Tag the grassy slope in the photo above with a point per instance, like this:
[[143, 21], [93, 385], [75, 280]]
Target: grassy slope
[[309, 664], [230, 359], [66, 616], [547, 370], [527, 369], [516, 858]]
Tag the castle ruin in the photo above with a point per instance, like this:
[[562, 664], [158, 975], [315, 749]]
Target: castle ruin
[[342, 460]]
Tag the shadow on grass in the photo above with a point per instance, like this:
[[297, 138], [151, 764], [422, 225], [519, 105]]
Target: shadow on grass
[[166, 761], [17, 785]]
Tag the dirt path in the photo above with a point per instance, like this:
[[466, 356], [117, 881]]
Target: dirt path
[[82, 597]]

▶ [SHORT PROBLEM]: Copy every line verbatim.

▶ [EXERCISE SOLUTION]:
Tag the grassy slope in the photo above with a point per instance, like this:
[[143, 21], [93, 385], [75, 280]]
Target: grassy slope
[[309, 664], [230, 359], [66, 616], [547, 370], [527, 369], [516, 858]]
Tag the castle ruin in the photo above with a point per instance, like this:
[[562, 664], [158, 975], [315, 749]]
Target: castle ruin
[[342, 460]]
Tag the shadow on grass in the photo above with a point per instance, like this:
[[297, 138], [151, 764], [422, 225], [519, 105]]
Target: shadow on grass
[[166, 761], [17, 785]]
Tag the dirt path in the photo above with a point per instance, like this:
[[466, 356], [117, 881]]
Target: dirt path
[[82, 597]]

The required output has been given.